- [Kutipan Teks]
※
Jadi kalau mau shalat yang benar, sah, dan diterima Allah dengan
memenuhi syarat dan rukunnya, jangan shalat di kursi. Kursi itu hanya
untuk orang sakit yang memang total tidak bisa berdiri, rukuk dan
sujud.
Bukankah Nabi SAW Pernah Shalat di Punggung Unta?
Benar sekali, beliau diriwayatkan pernah shalat di atas punuk unta, tanpa berdiri, rukuk dan sujud. Haditsnya pun shahih.
Tetapi kalau kita agak teliti, ternyata haditsnya menyebutkan bahwa
shalat itu hanya shalat sunnah. Sedangkan untuk shalat fardhu, beliau
SAW turun dari untanya.
Untuk apa turun dari unta?
Biar beliau SAW bisa berdiri dengan sempurna, dan rukuk, sujud dengan
benar. Serta agar bisa menghadap kiblat dengan benar juga. Dan
keterangan itu terdapat dalam shahih Bukhari dan Shahih Muslim.
رَأَيْتُ رَسُولَ اللَّهِ
صَلَّى اللَّهُ عَلَيْهِ وَسَلَّمَ وَهُوَ عَلَى الرَّاحِلَةِ يُسَبِّحُ
يُومِئُ بِرَأْسِهِ قِبَلَ أَيِّ وَجْهٍ تَوَجَّهَ وَلَمْ يَكُنْ رَسُولُ
اللَّهِ صَلَّى اللَّهُ عَلَيْهِ وَسَلَّمَ يَصْنَعُ ذَلِكَ فِي الصَّلَاةِ
الْمَكْتُوبَةِ
Aku melihat Rasulullah SAW di atas
hewan tunggangannya melakukan shalat sunnah dengan memberi isyarat
dengan kepala beliau kearah mana saja hewan tunggangannya menghadap. Rasulullah SAW tidak pernah melakukan seperti ini untuk shalat wajib”. (HR. Al-Bukhari dan Muslim)
عَنْ جَابِرٍ كَانَ
رَسُول اللَّهِ يُصَلِّي عَلَى رَاحِلَتِهِ حَيْثُ تَوَجَّهَتْ فَإِذَا
أَرَادَ الْفَرِيضَةَ نَزَل فَاسْتَقْبَل الْقِبْلَةَ
Dari Jabir bin Abdillah
radhiyallahuanhu bahwa Rasulullah SAW shalat di atas kendaraannya,
menghadap kemana pun kendaraannya itu menghadap. Namun bila shalat yang fardhu, beliau turun dan shalat menghadap kiblat. (HR. Bukhari)
Maka
tidak sah hukumnya shalat fardhu di atas kendaraan, kecuali bila bisa
melakukan posisi berdiri, rukuk, sujud dengan sempurna.
Ketika Ja'far bin Abi Thalib memimpin rombongan yang hijrah ke
Habasyah, Rasulullah SAW mewanti-wanti untuk tetap mengerjakan shalat di
atas kapal laut dengan berdiri dan seterusnya.
※
- [Ketentuan 1] Tolong salin kata demi kata baris-baris dari daftar, mulai dari baris yang memuat "Would you be able to locate the long" dan berhenti setelah baris yang memuat "<point>702,796</point>".
Kutipan teks ini dan daftar berikut berasal dari sumber yang berbeda.

Entri set data:
※
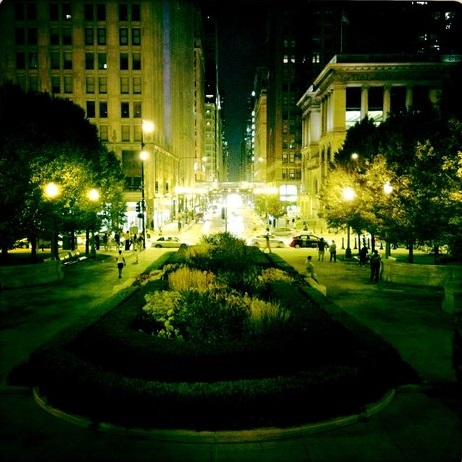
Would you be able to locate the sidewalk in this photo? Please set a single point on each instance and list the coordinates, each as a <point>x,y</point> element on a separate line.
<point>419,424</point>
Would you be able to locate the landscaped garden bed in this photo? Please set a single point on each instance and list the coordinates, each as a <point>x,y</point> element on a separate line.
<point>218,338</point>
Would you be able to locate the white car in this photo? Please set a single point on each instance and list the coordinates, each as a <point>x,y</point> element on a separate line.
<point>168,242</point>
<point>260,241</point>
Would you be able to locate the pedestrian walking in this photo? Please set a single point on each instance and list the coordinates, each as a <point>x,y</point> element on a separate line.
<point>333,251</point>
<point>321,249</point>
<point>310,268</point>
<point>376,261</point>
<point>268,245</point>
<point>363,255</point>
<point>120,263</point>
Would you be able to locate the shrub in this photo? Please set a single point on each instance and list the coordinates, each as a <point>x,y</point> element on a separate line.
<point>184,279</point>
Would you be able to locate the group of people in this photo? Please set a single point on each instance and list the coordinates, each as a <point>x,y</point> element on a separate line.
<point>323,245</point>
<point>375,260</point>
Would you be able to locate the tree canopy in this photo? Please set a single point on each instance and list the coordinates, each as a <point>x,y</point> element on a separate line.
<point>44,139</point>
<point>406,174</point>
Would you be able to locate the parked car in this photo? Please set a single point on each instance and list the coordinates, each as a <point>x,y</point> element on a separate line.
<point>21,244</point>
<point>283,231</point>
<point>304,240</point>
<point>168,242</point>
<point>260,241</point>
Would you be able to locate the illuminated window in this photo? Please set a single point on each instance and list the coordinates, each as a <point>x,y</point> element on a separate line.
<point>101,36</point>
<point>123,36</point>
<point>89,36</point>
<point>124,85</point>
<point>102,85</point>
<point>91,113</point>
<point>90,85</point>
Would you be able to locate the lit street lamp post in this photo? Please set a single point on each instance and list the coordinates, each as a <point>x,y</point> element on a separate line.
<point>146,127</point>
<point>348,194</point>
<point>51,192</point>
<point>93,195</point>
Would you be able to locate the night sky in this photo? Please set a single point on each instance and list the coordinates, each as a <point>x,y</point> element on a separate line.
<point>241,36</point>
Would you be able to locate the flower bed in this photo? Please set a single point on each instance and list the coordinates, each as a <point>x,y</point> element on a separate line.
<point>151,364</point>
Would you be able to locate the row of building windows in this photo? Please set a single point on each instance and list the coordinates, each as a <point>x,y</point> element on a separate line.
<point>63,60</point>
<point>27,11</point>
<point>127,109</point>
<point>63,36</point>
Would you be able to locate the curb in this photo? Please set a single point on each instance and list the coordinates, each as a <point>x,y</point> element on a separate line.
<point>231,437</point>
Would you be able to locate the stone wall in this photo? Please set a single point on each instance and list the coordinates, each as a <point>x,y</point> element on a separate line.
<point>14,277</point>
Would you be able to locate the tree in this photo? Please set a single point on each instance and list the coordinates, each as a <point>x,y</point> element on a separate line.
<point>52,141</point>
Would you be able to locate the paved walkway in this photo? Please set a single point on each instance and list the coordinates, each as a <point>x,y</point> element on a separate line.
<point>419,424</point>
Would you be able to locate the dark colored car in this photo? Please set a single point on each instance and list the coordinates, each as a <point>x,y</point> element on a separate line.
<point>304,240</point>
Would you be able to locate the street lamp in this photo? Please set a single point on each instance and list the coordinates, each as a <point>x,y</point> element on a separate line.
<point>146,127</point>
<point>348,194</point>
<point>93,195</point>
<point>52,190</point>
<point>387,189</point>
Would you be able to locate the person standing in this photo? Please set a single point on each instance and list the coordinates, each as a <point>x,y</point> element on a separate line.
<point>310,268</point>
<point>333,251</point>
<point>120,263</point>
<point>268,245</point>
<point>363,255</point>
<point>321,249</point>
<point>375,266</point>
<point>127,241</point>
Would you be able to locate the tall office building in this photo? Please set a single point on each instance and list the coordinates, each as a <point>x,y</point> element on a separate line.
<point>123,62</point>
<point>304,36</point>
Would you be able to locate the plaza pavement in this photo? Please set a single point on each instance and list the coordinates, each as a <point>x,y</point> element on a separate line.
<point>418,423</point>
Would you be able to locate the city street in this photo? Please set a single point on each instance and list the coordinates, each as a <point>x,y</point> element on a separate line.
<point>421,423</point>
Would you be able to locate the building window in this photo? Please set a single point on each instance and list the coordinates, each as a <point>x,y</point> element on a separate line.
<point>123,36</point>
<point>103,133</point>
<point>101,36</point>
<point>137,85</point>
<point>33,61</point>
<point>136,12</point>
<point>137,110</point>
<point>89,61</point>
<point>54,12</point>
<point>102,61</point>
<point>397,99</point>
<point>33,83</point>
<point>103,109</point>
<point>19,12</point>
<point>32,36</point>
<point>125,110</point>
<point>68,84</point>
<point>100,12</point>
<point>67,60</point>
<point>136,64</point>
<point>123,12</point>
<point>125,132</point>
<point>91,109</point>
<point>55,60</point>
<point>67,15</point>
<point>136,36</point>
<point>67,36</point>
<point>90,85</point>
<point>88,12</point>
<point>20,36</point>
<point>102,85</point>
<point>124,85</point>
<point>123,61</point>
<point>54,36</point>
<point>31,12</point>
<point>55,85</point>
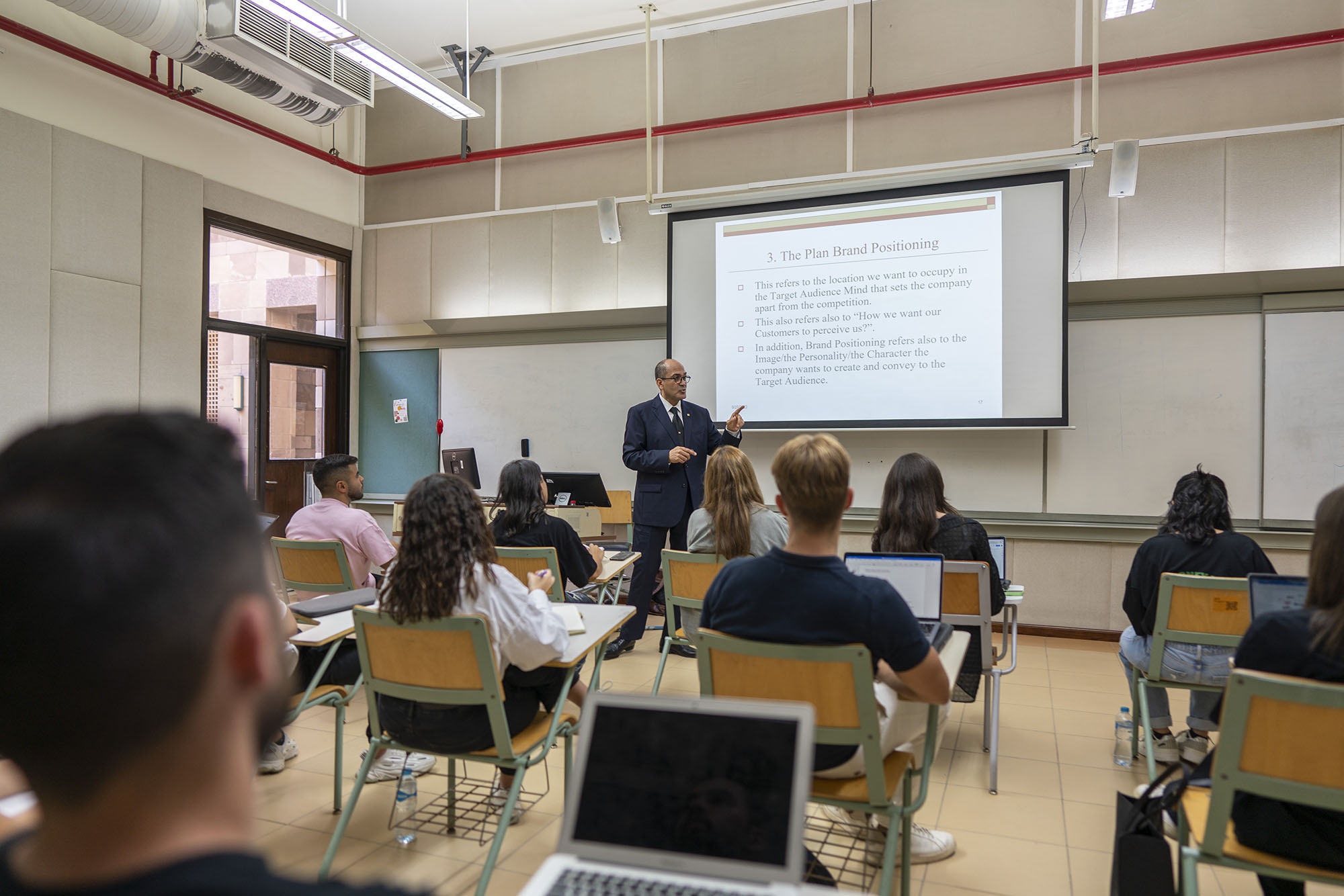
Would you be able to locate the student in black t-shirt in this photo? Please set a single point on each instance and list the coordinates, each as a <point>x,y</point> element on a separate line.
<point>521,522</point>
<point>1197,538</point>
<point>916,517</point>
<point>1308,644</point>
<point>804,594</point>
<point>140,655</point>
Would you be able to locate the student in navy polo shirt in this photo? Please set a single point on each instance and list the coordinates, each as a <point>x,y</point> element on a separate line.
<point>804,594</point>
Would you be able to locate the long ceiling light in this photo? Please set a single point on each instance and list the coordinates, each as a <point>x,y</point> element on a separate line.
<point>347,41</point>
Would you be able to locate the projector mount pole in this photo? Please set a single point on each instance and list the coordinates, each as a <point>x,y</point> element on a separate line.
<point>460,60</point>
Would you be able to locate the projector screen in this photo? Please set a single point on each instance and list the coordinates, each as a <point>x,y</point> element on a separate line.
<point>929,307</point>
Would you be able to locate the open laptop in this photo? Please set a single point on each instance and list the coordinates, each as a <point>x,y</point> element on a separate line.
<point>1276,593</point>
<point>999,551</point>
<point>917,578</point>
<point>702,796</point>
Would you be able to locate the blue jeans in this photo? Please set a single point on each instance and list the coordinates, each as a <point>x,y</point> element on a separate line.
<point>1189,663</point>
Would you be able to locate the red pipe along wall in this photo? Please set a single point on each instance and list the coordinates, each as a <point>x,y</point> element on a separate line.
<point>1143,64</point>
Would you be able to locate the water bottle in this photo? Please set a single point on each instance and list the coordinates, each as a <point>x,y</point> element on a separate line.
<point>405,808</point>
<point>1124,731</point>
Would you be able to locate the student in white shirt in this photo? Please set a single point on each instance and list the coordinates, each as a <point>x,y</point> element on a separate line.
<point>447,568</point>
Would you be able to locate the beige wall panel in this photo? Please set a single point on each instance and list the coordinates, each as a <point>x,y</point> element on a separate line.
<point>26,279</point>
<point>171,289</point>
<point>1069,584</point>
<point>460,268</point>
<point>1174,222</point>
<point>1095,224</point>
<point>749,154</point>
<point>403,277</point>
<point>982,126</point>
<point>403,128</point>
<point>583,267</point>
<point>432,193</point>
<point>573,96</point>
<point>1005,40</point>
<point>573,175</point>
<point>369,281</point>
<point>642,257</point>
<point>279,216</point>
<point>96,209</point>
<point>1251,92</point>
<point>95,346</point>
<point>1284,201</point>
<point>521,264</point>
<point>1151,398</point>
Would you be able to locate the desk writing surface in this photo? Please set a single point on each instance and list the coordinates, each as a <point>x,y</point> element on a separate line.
※
- [Ketentuan 2]
Jawab pertanyaan ini berdasarkan kutipan teks.
(a) Shalat apa yang dikerjakan Nabi SAW di atas punuk unta?
(b) Siapa yang memimpin rombongan yang hijrah ke Habasyah?
(c) Menurut riwayat dari Jabir bin Abdillah, apa yang dilakukan Rasulullah SAW bila shalat yang fardhu?

- [Jawaban Lengkap 1]
Would you be able to locate the long ceiling light in this photo? Please set a single point on each instance and list the coordinates, each as a <point>x,y</point> element on a separate line.
<point>347,41</point>
Would you be able to locate the projector mount pole in this photo? Please set a single point on each instance and list the coordinates, each as a <point>x,y</point> element on a separate line.
<point>460,60</point>
Would you be able to locate the projector screen in this photo? Please set a single point on each instance and list the coordinates, each as a <point>x,y</point> element on a separate line.
<point>929,307</point>
Would you be able to locate the open laptop in this photo? Please set a single point on each instance and list the coordinates, each as a <point>x,y</point> element on a separate line.
<point>1276,593</point>
<point>999,551</point>
<point>917,578</point>
<point>702,796</point>

- [Jawaban Lengkap 2]
(a) Shalat sunnah.
(b) Ja'far bin Abi Thalib.
(c) Beliau turun dan shalat menghadap kiblat.